A Paternopoli rappresentano un po’ il punto di aggregazione intorno al quale si riunisce la locale comunità. Sull’aia della azienda si discute, si danza, si beve, si affettano salumi, si accendono fuochi, si mette a colare il caciocavallo impiccato e si ride tutto l’anno. Per la Macenata, festa annuale della vendemmia, per l’apertura del frantoio, per la venuta di una personalità o per una mostra d’arte.
Al lavoro in frantoio:
In questi giorni è stato aperto il frantoio al quale, ogni anno, accorrono da vari paesi per molire le proprie olive secondo una consuetudine che si è tramandata per secoli. E’ stato il primo impianto elettrificato della provincia di Avellino, come documenta un certificato incorniciato alla parete.
Ogni stagione vi entrano e vi sono lavorate 2000 quintali di olive, delle quali circa 200 della famiglia.
I fratelli Anna Maria e Marcello sono stati tra i promotori della Dop Ravece – Irpinia Colline dell’Ufita. Al fianco del padre Nicola, hanno deciso di abbandonare le proprie professioni per dedicarsi al recupero delle terre di famiglia avviando, nei primi anni Novanta, un complesso progetto che inizia in questi anni a regalargli grandi soddisfazioni. Aiutati da alcuni operai sono continuamente impegnati tra casa, azienda e campagna.
Qui (in località San Pietro), a solo un paio di chilometri dall’aia dalla quale un tempo si potevano abbracciare con lo sguardo i possedimenti di famiglia (300 ettari in un pezzo solo), si trova il vigneto con i suoi 9 ettari ad aglianico piantati nel 1999 e nel 2008, l’uliveto con oltre 1000 piante delle locali varietà Ravece, Marinese e Porcinola e la foresteria della quale Anna Maria, architetto, ha da poco ultimato il restauro.
La nuova Country House:
Il casale, oggi Country house con tre camere destinate all’ospitalità, ha l’aspetto di una masseria fortificata ed è circondata da ulivi e viti. Inoltrandosi a piedi nella proprietà si possono ammirare tre stupefacenti ceppi di aglianico prefillosserici censiti dalla Facoltà di Agraria che sembra abbiano oltre 250 anni.
Quest’anno (non accadeva da alcune vendemmie) nonostante una micidiale grandinata che ha colpito la vigna ad agosto, e che ha privato l’azienda del raccolto, mostrano con la dignità di gran dame alcuni grappoli di uva turgida e intensamente viola-nerastra.
Accanto al casale, acquistato nel 1716 dai “Padri Benedettini “ dell’Abadia della Cava”, sotto un enorme pino a ombrello con vista sulle vigne e su Paternopoli, c’è la piccola chiesa di famiglia dedicata a San Pietro, Santo del quale si custodiscono la reliquia e la statua lignea.
==============================
● **CONSEGNA 1**
Trascrivi dal testo sull'azienda di Paternopoli il passo compreso tra "Qui (in località" e "ultimato il restauro.", estremi inclusi.
● **CONSEGNA 2**
Riprendi il testo sull'azienda di Paternopoli e proseguilo dal punto in cui si interrompe.
Il materiale riportato più avanti non serve per svolgere l'esercizio.

● **DATI FORNITI**
==============================
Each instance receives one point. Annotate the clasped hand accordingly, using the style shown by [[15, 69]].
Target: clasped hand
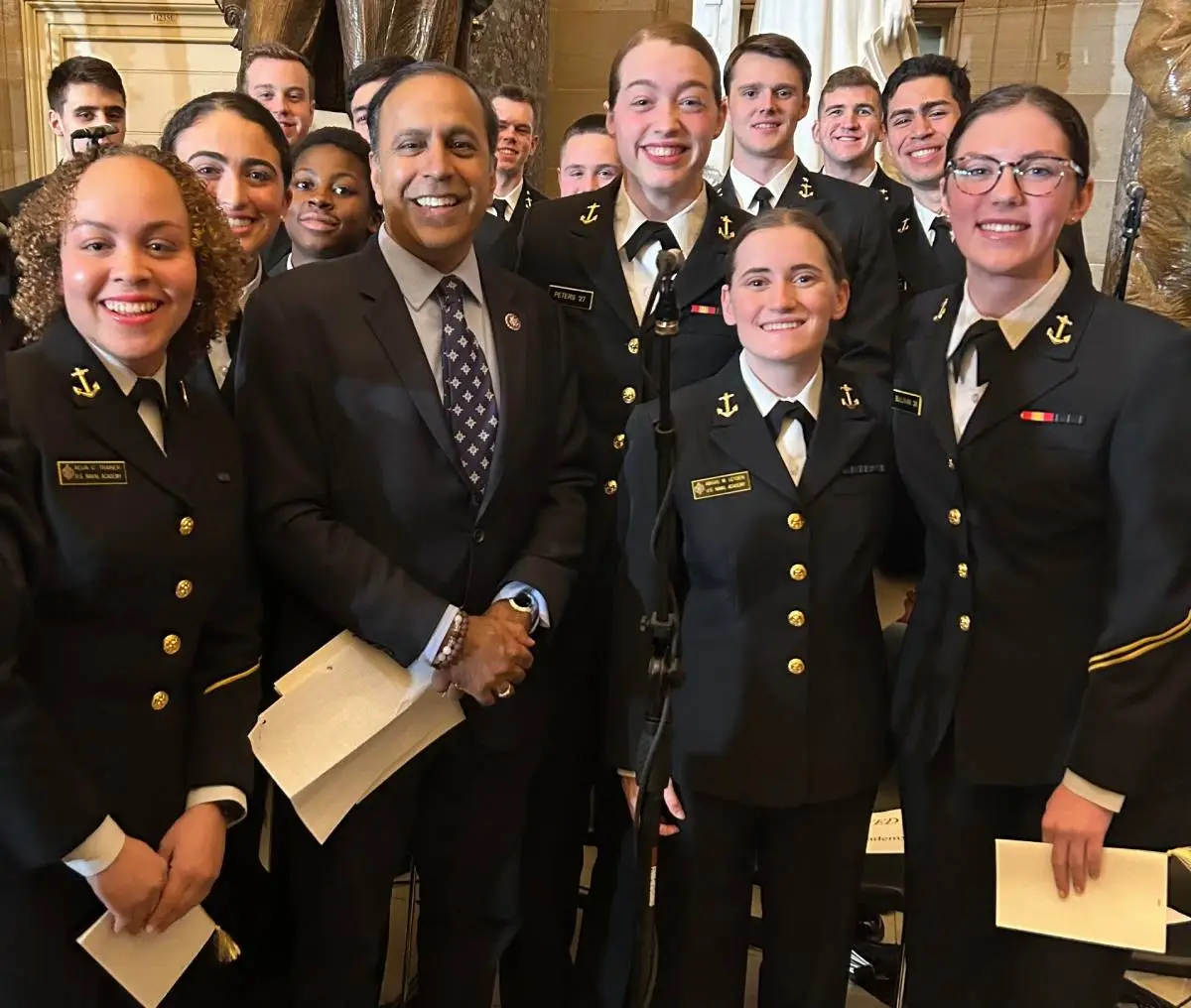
==============================
● **SVOLGIMENTO 1**
Qui (in località San Pietro), a solo un paio di chilometri dall’aia dalla quale un tempo si potevano abbracciare con lo sguardo i possedimenti di famiglia (300 ettari in un pezzo solo), si trova il vigneto con i suoi 9 ettari ad aglianico piantati nel 1999 e nel 2008, l’uliveto con oltre 1000 piante delle locali varietà Ravece, Marinese e Porcinola e la foresteria della quale Anna Maria, architetto, ha da poco ultimato il restauro.

● **SVOLGIMENTO 2**
L’azienda vinicola, totalmente autonoma dal punto di vista energetico grazie all’utilizzo della sansa di oliva autoprodotta, è un piccolo gioiello di cultura contadina scavata a mano nella pietra, grazie alla passione di Anna Maria per la catalogazione di libri, documenti, ricette di famiglia, elementi architettonici e aggeggi antichi da cucina. Tra gli altri, due davvero deliziosi che mi mostrano: gli acchiappamosche in vetro soffiato di fine Ottocento e una curiosissima macchina da caffè dei primi Novecento che si mette in azione da sola allo squillo della sveglia.
Si lavora sodo, dai Famiglietti, ma senza fretta. L’unica etichetta aziendale, il Temprato, un aglianico in purezza lavorato solo in acciaio secondo lo stile che Anna Maria ama, esce sul mercato con calma (troverete in circolazione la 2007) ed è per lo più in vendita in azienda. Qui i fratelli accolgono gli enoturisti proponendo, oltre al proprio vino e olio, ovviamente, le loro selezioni di prodotti irpini e l’Amareno, un gradevolissimo dopo pasto a base di foglie di amarena messe a macerare in aglianico, prodotto da mamma e figlia nei ritagli di tempo.
L’assaggio (85/90):
Il Temprato 2007 Campi Taurasi Doc è un vino mutevole, quasi umorale. Richiede molto tempo per aprirsi: risulta per diverse ore molto compresso, schivo e silenzioso.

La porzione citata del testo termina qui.